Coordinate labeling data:
______________________________

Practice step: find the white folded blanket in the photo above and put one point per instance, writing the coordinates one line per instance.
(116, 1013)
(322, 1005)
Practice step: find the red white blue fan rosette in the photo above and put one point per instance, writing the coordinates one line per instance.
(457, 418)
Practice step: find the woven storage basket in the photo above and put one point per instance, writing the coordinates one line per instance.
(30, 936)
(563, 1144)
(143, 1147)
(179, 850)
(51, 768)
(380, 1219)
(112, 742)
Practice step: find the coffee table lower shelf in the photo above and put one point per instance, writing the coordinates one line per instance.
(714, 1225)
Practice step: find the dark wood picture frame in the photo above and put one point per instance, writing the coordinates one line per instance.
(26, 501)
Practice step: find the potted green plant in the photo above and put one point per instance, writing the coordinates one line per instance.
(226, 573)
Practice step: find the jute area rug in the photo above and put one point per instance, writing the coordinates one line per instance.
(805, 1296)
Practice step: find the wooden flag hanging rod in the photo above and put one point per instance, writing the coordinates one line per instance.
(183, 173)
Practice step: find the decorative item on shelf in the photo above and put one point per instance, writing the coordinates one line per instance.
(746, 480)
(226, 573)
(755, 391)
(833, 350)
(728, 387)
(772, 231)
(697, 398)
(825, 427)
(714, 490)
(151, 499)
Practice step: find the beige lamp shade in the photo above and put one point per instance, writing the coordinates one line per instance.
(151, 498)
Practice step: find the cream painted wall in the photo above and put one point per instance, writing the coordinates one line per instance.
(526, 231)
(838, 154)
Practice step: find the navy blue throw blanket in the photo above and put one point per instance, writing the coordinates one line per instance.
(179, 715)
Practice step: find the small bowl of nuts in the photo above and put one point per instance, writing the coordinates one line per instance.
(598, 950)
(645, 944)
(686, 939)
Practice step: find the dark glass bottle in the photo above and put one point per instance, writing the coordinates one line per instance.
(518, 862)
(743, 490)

______________________________

● Stated exercise
Copy all of the rows above verbatim, one line at a time, without altering any character.

● Complete response
Practice step: find the white folded blanket in the photo above and put one point per instance, writing the coordinates one line per instance.
(116, 1013)
(322, 1005)
Practice step: find the red white blue fan rosette in the photo above and put one point per instance, writing the coordinates one line per instance.
(457, 418)
Practice step: find the woven storage basket in the photo above and put one point per instance, writing the coordinates one line per instance.
(30, 936)
(563, 1144)
(143, 1147)
(179, 850)
(51, 768)
(380, 1219)
(112, 742)
Practice step: find the coffee table lower shelf in the photo above and put one point per instance, writing the coordinates one line per instance.
(714, 1225)
Practice step: find the dark wood picture frame in the photo above and put one point per instance, writing the coordinates one line per instance.
(26, 501)
Practice step: find the potted green plant in the photo above and put one point per instance, writing the coordinates one line per instance.
(226, 573)
Practice step: find the jute area rug in the photo above and put one point per instance, writing the coordinates one line per instance.
(805, 1296)
Practice step: find the wooden flag hanging rod in the photo above and put one point per instance, writing the coordinates one line per instance.
(183, 173)
Practice step: find the decorative item on shelf in the photo above and put one point per instance, writing the coordinates one line per instance.
(746, 480)
(226, 573)
(755, 391)
(833, 350)
(728, 387)
(772, 231)
(697, 398)
(825, 427)
(714, 490)
(151, 499)
Practice step: find the beige lamp shade in the photo above and put one point per instance, writing the coordinates one line per instance.
(151, 498)
Practice step: find the cream painted wall in the photo above and put one point per instance, writing the coordinates one line per instance.
(526, 231)
(838, 154)
Practice step: find the navy blue throw blanket in the photo above and put one point per instance, writing the coordinates one line per instance.
(179, 715)
Practice step: find the small bowl of nuts in the photo above and put one point per instance, writing the coordinates one line per instance.
(598, 950)
(645, 944)
(686, 939)
Practice step: find the dark glass bottle in the photo above and put one point per instance, writing the coordinates one line per instance.
(518, 862)
(743, 490)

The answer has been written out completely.